*Page excerpt*:
■ ■ ■ ■

The buy-side view of ESG

The first of three articles taken from a Q&A with the buy side at the IR Magazine Global Forum

The Global Forum in Paris saw Chris Hollis, chairman of Cliff and head of financial communications at luxury goods giant LVMH, moderate a panel made up of three members of the buy side: Kirsty Collins, global responsible investment at Aviva Investors, Nicholas Melhuish, head of global equities at Amundi, and Marc St John Webb, partner and fund manager at Quaero Capital. They talked everything from ESG and access to the board (below), to the likely impacts of Mifid II (coming soon in the second installment) and even shared some pet hates about IROs (the third installment, also coming soon).

Chris Hollis: We all see our main investors but should we specifically target ESG investors? Do you think ESG is moving more into the general decision-making process? 

Kirsty Collins: It is increasingly a differentiator with big investors when they’re winning mandates. [ESG] is becoming commercial, it is becoming something investors are spending money on – in the UK they’re all hiring into their ESG teams – and the focus is much more on integration, not specific products.

[But] markets are different: in France there’s a much bigger SRI business but it’s much more focused on integration. So if you know your top 20 investors, they are all going to have an ESG team. You need to know who the leads are in those teams because they are increasingly talking to your portfolio managers and to your fund managers.

Five years ago they might not have done – they might have been the people down the corridor in cardigans the fund managers never spoke to. That’s definitely changed.

■ ■ ■ ■

*The tasks*:
a: In the ESG panel excerpt, who moderated the panel at the Global Forum in Paris?
b: According to the ESG panel excerpt, why should a company know who leads the ESG teams at its top 20 investors?
c: Write the next part of the ESG panel excerpt, picking up after its last sentence.
The records have no connection to the ESG panel excerpt.

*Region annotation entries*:
■ ■ ■ ■

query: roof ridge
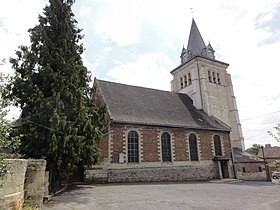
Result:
[96,78,177,94]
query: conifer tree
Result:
[10,0,105,189]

■ ■ ■ ■

*Responses to the exercise*:
a: Chris Hollis, chairman of Cliff and head of financial communications at LVMH, moderated the panel.

b: Those ESG team leads are increasingly talking to the investors' portfolio managers and fund managers.

c:
CH: Is the emphasis more on the technical aspects of ESG or on the integration of the ESG strategy within the strategy of the group?

KC: The latter. The first thing you’ve got to demonstrate is how it all fits together. If you can’t tell me the business case for why you’re doing something, you shouldn’t be doing it – whether that’s community investment or your environmental programs – and every ESG analyst will tell you the same thing. 

Then you might need to go into a certain level of detail; I wouldn’t expect IR to know that, though it’s no different from any other conversation you might have where you’d pull in your business experts. 

Nicholas Melhuish: I think the challenge for all investment firms – us included – is to integrate this. It’s a bit like governance, which has typically been a separate silo, so large investors tend to have a governance team. In the worst way this works, the governance team has nothing to do with the investment managers and you’ve got two separate tracks that don’t talk to each other – that’s very unhelpful in every way and leads to poor engagement and bad outcomes. 

ESG is another challenge. My personal view is that ESG is actually incredibly important, particularly the ‘G’ – I really believe in the ‘G’. I think ‘E’ and ‘S’ are very important though the way we measure them sometimes tends to be more difficult and maybe less relevant than traditional investment processes. But I think a traditional, bottom-up investor like me really has to embrace ESG.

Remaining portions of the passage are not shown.